» **Instructions to follow**
Rewrite all of the records, substituting "x, y coordinates" for every occurrence of "pixel coordinates" and keeping everything else unchanged. Leave the pictures out of your answer.

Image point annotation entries
»»
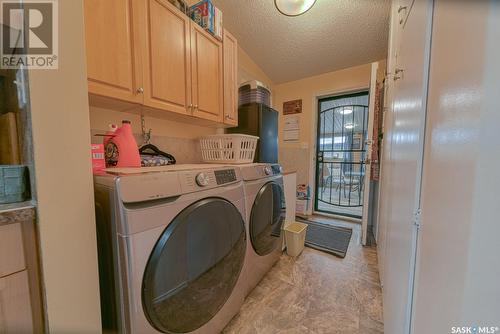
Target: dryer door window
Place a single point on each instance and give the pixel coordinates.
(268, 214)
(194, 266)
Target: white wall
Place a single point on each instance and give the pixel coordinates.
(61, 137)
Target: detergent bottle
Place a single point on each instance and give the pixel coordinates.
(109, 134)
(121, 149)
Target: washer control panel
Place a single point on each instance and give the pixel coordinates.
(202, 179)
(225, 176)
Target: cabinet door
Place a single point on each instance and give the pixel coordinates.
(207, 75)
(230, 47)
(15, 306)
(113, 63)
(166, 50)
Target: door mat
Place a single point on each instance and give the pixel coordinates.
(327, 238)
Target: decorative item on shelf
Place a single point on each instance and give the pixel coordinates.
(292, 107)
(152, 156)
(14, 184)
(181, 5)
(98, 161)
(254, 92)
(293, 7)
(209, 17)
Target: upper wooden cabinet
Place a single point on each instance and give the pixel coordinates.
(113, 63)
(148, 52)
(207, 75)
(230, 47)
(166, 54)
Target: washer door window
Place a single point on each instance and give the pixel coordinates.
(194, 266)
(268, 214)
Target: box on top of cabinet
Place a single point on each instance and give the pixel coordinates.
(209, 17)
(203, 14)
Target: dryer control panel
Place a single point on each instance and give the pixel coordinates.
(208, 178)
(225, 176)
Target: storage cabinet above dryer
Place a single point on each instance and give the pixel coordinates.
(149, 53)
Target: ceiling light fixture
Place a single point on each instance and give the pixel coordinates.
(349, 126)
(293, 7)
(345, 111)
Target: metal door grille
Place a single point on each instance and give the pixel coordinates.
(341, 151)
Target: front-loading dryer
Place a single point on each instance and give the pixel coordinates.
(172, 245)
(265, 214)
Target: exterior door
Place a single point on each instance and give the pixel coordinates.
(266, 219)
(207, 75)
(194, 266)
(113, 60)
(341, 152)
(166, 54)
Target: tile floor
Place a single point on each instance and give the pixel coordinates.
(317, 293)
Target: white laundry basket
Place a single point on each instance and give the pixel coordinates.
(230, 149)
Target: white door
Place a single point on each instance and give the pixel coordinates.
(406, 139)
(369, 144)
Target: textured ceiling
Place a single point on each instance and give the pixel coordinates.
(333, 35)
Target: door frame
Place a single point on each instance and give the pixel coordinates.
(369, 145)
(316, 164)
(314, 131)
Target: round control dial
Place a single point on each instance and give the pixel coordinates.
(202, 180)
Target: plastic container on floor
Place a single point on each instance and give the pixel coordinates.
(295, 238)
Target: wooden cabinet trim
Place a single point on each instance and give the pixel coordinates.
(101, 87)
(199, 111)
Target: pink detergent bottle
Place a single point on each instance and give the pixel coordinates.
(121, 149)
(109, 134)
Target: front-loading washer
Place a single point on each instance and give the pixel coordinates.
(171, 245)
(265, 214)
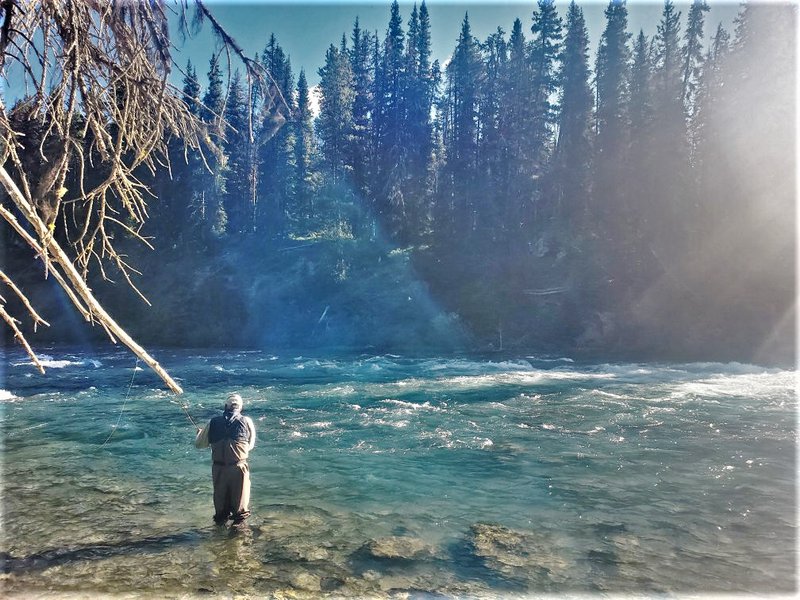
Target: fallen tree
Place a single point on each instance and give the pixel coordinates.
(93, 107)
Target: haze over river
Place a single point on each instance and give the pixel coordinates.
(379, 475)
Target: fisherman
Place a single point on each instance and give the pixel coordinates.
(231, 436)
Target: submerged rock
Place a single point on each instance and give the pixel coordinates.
««
» **Exercise solution**
Target: dryer door window
Place a single point on each instance and give the x, y coordinates.
(268, 214)
(194, 266)
Target: white wall
Place a single point on each instance and give the x, y coordinates.
(61, 137)
Target: detergent bottle
Place a single point on each instance and give the x, y coordinates.
(109, 134)
(121, 149)
Target: washer control panel
Place a single point on each instance and give the x, y coordinates.
(202, 179)
(225, 176)
Target: cabinet door
Place a single point on each instance and give the x, y coordinates.
(207, 75)
(230, 47)
(15, 306)
(113, 63)
(166, 50)
Target: door mat
Place a single point on each instance and give the x, y coordinates.
(327, 238)
Target: decorative item on shelf
Place a single point on each instance and give the x, y coordinates.
(292, 107)
(152, 156)
(14, 184)
(181, 5)
(98, 161)
(254, 92)
(293, 7)
(209, 17)
Target: upper wooden cabinet
Place a single point on each instance and give the x, y coordinates.
(113, 63)
(148, 52)
(207, 75)
(230, 47)
(166, 54)
Target: washer door window
Place a single point on each instance and give the x, y coordinates.
(194, 266)
(268, 214)
Target: box on top of cabinet
Place a single point on each instance and give the x, y coordinates.
(209, 17)
(203, 14)
Target: dryer control panel
Place a single point on each instance and give the x, y coordinates.
(208, 178)
(225, 176)
Target: storage cabinet above dryer
Place a single point on each instance and give the x, y coordinates.
(149, 53)
Target: ceiling light fixture
Place a single point on each instance and give the x, y coordinates.
(349, 126)
(293, 7)
(345, 111)
Target: metal door grille
Place a single point on each instance and give the x, y coordinates.
(341, 151)
Target: front-loading dryer
Place a single point on each instance and give the x, y coordinates.
(172, 245)
(265, 214)
Target: exterior door
Place a single point on each instance and give the x, y coordinates.
(266, 219)
(207, 75)
(194, 266)
(113, 60)
(341, 152)
(166, 54)
Target: tile floor
Place a single point on each instance and give the x, y coordinates.
(317, 293)
Target: white laundry basket
Place a single point on each instance and give the x, y coordinates.
(230, 149)
Target: white door
Place a single point on each instance and give the x, y coordinates.
(406, 139)
(369, 144)
Target: textured ceiling
Place a single point on each instance and give the x, y coordinates.
(333, 35)
Target: door frame
Place a single point on each instance and give the x, y coordinates.
(369, 145)
(316, 164)
(314, 131)
Target: round control dial
Place a single point on each instance and give the x, y coordinates.
(202, 180)
Target: plastic container on floor
Place a single point on each instance and give the x, y coordinates.
(295, 238)
Target: wooden cabinet trim
Place a single point on each instance and give the x, y coordinates.
(101, 87)
(199, 111)
Target: pink detergent bottle
Place a single point on each instance and give the x, y coordinates.
(121, 149)
(109, 134)
Target: front-loading washer
Place a single point on each instance and give the x, y coordinates.
(171, 245)
(265, 214)
Target: fallen tree
Place a single point on each instance and give the x, y coordinates.
(93, 107)
Target: haze over river
Place a single point on each instance and give the x, y coordinates.
(379, 475)
Target: fisherman
Place a single point on each instance and give the x, y coordinates.
(231, 436)
Target: submerged rock
Place a single point on each instance and give the x, y coordinates.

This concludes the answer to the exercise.